Task instructions | In the items below, switch every "coordinates" to "position", keep everything else unchanged, and reproduce the text without the pictures.
::: Record list :::
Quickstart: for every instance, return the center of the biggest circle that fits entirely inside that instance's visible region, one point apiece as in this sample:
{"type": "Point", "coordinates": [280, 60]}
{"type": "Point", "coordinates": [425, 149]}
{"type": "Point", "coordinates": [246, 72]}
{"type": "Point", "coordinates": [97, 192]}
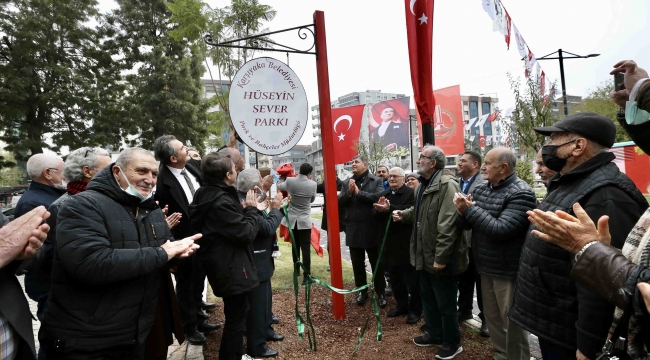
:::
Completed task |
Quickstart: for every instance, return the center of the biggest circle that fits entirely inside that instance's visible region, one point apiece as in this sample:
{"type": "Point", "position": [280, 60]}
{"type": "Point", "position": [425, 149]}
{"type": "Point", "position": [246, 72]}
{"type": "Point", "position": [97, 192]}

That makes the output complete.